Exercise task —
Rewrite the listing below, putting "object" wherever "instance" appears and keeping everything else the same.

+++

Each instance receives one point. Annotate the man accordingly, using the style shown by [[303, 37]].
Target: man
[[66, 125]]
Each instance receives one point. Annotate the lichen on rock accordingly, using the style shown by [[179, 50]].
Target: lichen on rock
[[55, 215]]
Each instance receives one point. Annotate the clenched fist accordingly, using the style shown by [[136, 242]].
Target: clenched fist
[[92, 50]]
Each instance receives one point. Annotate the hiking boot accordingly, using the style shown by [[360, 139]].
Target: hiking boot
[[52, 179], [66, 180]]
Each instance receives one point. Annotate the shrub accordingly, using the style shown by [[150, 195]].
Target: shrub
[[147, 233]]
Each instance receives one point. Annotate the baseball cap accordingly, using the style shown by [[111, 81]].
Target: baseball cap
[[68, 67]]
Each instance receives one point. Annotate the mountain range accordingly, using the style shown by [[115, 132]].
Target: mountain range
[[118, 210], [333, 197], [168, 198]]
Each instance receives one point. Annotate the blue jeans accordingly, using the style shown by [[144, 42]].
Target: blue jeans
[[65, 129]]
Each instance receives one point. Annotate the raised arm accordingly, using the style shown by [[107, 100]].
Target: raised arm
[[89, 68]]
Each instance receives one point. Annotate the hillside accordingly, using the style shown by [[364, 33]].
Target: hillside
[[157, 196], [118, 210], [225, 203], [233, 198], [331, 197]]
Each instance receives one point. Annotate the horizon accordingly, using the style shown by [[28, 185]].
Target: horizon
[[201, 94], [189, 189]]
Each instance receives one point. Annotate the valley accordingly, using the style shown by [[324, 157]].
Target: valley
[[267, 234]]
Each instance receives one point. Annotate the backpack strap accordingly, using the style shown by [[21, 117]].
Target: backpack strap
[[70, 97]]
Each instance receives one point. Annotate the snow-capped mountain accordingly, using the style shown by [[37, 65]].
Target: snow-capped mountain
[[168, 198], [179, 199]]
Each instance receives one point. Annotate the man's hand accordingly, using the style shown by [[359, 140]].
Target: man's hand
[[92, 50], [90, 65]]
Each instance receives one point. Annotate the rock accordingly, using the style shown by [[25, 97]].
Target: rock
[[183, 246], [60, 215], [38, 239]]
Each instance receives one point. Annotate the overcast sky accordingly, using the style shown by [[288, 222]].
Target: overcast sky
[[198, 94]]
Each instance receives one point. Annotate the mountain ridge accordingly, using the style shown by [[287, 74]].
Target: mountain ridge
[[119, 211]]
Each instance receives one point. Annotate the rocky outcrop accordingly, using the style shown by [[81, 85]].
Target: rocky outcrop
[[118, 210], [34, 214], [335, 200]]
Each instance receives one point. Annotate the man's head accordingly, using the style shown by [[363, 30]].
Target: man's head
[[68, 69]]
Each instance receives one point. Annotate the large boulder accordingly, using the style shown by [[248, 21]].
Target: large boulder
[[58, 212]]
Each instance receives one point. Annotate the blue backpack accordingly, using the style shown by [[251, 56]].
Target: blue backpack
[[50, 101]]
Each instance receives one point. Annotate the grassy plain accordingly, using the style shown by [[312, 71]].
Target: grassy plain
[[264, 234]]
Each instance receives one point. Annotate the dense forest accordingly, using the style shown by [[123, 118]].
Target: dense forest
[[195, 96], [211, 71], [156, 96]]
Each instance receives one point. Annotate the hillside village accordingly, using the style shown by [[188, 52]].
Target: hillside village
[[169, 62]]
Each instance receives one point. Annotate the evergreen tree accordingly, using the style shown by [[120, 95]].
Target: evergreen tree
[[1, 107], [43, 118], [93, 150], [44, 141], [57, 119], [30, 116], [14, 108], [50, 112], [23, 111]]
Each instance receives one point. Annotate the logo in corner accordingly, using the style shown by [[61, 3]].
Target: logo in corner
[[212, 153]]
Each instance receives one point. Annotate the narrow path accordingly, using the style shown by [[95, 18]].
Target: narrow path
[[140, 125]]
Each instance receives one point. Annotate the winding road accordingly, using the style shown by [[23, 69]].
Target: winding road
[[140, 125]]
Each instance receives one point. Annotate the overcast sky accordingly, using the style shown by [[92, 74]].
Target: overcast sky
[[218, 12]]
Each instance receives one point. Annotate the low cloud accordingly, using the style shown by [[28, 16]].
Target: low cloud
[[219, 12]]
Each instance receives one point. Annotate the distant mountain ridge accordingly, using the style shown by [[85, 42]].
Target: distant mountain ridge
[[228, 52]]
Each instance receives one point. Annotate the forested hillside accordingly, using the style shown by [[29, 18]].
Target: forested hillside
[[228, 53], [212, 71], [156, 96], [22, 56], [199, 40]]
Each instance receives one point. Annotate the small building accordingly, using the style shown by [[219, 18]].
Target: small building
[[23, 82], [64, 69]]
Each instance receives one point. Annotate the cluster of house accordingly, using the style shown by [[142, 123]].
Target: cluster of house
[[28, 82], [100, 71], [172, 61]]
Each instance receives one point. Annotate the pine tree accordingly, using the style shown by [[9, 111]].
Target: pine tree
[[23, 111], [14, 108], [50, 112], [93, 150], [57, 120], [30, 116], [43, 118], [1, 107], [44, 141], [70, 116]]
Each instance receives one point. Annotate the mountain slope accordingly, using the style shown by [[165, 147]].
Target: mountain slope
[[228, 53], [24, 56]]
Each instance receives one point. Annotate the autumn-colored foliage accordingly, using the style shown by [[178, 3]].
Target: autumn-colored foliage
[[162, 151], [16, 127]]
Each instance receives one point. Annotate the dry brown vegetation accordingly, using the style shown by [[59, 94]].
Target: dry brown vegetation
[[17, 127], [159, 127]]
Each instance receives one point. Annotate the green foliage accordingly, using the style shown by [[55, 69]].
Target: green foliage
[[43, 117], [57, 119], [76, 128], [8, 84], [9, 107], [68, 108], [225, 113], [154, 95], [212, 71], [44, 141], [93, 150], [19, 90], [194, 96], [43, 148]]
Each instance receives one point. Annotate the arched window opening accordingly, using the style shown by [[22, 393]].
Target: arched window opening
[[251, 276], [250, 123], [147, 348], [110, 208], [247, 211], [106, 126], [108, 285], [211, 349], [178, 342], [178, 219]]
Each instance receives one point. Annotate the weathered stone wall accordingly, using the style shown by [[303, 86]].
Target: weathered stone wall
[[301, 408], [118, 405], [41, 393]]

+++

Solution —
Each object receives one point. Annotate the man accordingly, using the style shown by [[303, 37]].
Target: man
[[66, 125]]
Each object receives one point. Annotate the lichen on rock accordingly, using the style shown by [[179, 50]].
Target: lichen on rock
[[55, 215]]
Each object receives one point. Annotate the clenched fist accordingly, using the style shown by [[136, 242]].
Target: clenched fist
[[92, 50]]
Each object receives one point. Annotate the hiking boot accordingly, using the style shown by [[360, 139]].
Target: hiking boot
[[52, 179], [66, 180]]
Each object receives one point. Annotate the shrub accordingly, using the style shown by [[150, 195]].
Target: shrub
[[147, 233]]
Each object receives one point. Annotate the baseball cap accordingly, using the style shown by [[111, 81]].
Target: baseball cap
[[68, 67]]
Each object receives one point. Annotate the mountain range accordingly, using the style shown by [[115, 132]].
Target: mountain range
[[118, 210], [333, 197], [168, 198]]
Each object receives one point. Annotate the blue jeans accordingly, using the style shown by [[144, 42]].
Target: blue jeans
[[65, 129]]
Each object receives one point. Annotate the raised arm accordingly, using the style shown by [[107, 100]].
Target: raised arm
[[89, 68]]
Each object receives one point. Annotate the hillside accordingly, using the style shown by [[364, 33]].
Target: hillside
[[157, 196], [118, 210], [225, 203], [233, 198], [331, 197]]
Each object receives one point. Annotate the horizon accordingly, using the style shown by [[28, 185]].
Target: horizon
[[201, 94], [189, 189]]
Each object receives one point. Annotate the valley accordingly, using the style shown by [[324, 157]].
Target: valley
[[267, 234]]
Each object receives one point. Annotate the backpack strap accordingly, using the style shown by [[21, 117]].
Target: backpack strap
[[70, 97]]
Each object receives one point. Annotate the snow-capped mountain accordingly, using the style shown by [[37, 65]].
Target: snow-capped mountain
[[168, 198], [179, 199]]
Each object receives one point. Annotate the man's hand accordingly, using the style shown by [[359, 140]].
Target: man's hand
[[92, 50], [90, 65]]
Each object receives one point. Annotate the rock accordingly, using the style shown by [[25, 97]].
Target: rock
[[183, 246], [60, 215], [38, 239]]
Each object receives one point. Annotate the overcast sky accordingly, using the style shown by [[288, 222]].
Target: overcast sky
[[198, 94]]
Each object receives one point. Annotate the mountain ridge accordingly, using the style shown by [[287, 74]].
Target: mountain ridge
[[119, 211]]
Each object receives one point. Annotate the rocky outcrop accordingly, using the style shown by [[81, 85]].
Target: rocky outcrop
[[118, 210], [34, 214], [335, 200]]
Each object receives one point. Annotate the man's head accordingly, using the style shown by [[363, 30]].
Target: man's head
[[68, 69]]
Each object receives one point. Annotate the large boulder accordingly, using the style shown by [[248, 21]].
Target: large boulder
[[58, 212]]
Each object receives one point. Annotate the blue backpack accordingly, using the style shown by [[251, 56]].
Target: blue backpack
[[50, 101]]
Each object receives one point. Annotate the grassy plain accordingly, using the style shown by [[312, 71]].
Target: grassy plain
[[264, 234]]
Each object receives one point. Annotate the dense forest accordingly, using the style shown by [[123, 118]].
Target: dense forest
[[195, 96], [211, 71], [156, 96]]
Each object receives one point. Annotate the hillside village accordingly, using the style shown by [[188, 52]].
Target: hillside village
[[169, 62]]
Each object receives one point. Annotate the evergreen tree accordingly, using the style shown by [[120, 95]].
Target: evergreen tree
[[1, 107], [43, 118], [93, 150], [44, 141], [57, 119], [30, 116], [14, 108], [50, 112], [23, 111]]
Each object receives one point. Annotate the logo in corner accordingly, using the style shown by [[61, 3]].
Target: logo in corner
[[212, 153]]
Each object receives one point. Annotate the narrow path accordingly, using the style shown by [[95, 18]].
Target: narrow path
[[140, 125]]
Each object receives one point. Annotate the winding road accordingly, using the style shown by [[23, 69]].
Target: winding road
[[140, 125]]
Each object receives one point. Annotate the overcast sky accordingly, using the style shown by [[92, 74]].
Target: overcast sky
[[218, 12]]
Each object receives one point. Annotate the low cloud accordingly, using the style shown by [[28, 16]].
Target: low cloud
[[219, 12]]
Each object receives one point. Annotate the distant mountain ridge accordingly, using the style shown by [[85, 42]].
Target: distant mountain ridge
[[228, 52]]
Each object receives one point. Annotate the forested hillside accordingly, using the style shown by [[29, 18]].
Target: forested hillside
[[228, 53], [212, 71], [156, 96], [22, 56], [199, 40]]
Each object receives one point. Annotate the small building accordingly, using the style shown by [[219, 18]].
Target: small building
[[23, 82], [64, 69]]
Each object receives one point. Annotate the cluster of house accordingly, using the style shown by [[142, 123]].
Target: cluster of house
[[28, 82], [100, 71], [172, 61]]
Each object receives one point. Annotate the pine tree accordingly, using the style shown by [[9, 111]].
Target: pine tree
[[23, 111], [14, 108], [50, 112], [93, 150], [57, 120], [30, 116], [43, 118], [1, 107], [44, 141], [70, 116]]
Each object receives one point. Annotate the mountain slope accordingly, using the style shown by [[165, 147]].
Target: mountain slope
[[228, 53], [24, 56]]
Each object receives one point. Annotate the autumn-colored foliage accordingly, using the style shown by [[178, 3]].
Target: autumn-colored foliage
[[162, 151], [16, 127]]
Each object receives one point. Annotate the dry brown vegetation accordingly, using the style shown by [[59, 94]].
Target: dry brown vegetation
[[17, 127], [159, 127]]
Each object receives one point. Annotate the green foliage accordingly, using the style shown by [[55, 69]].
Target: green foliage
[[43, 117], [57, 119], [76, 128], [8, 84], [9, 107], [68, 108], [225, 113], [154, 95], [212, 71], [44, 141], [93, 150], [19, 90], [194, 96], [43, 148]]
Each object receives one point. Annotate the arched window opening accordingly, using the style shown by [[22, 393]].
Target: arched window opening
[[251, 276], [250, 123], [147, 348], [110, 208], [247, 211], [106, 126], [108, 285], [211, 349], [178, 342], [178, 219]]
Each object receives one point. Annotate the weathered stone wall accordingly, using the style shown by [[303, 86]].
Target: weathered stone wall
[[301, 408], [118, 405], [41, 393]]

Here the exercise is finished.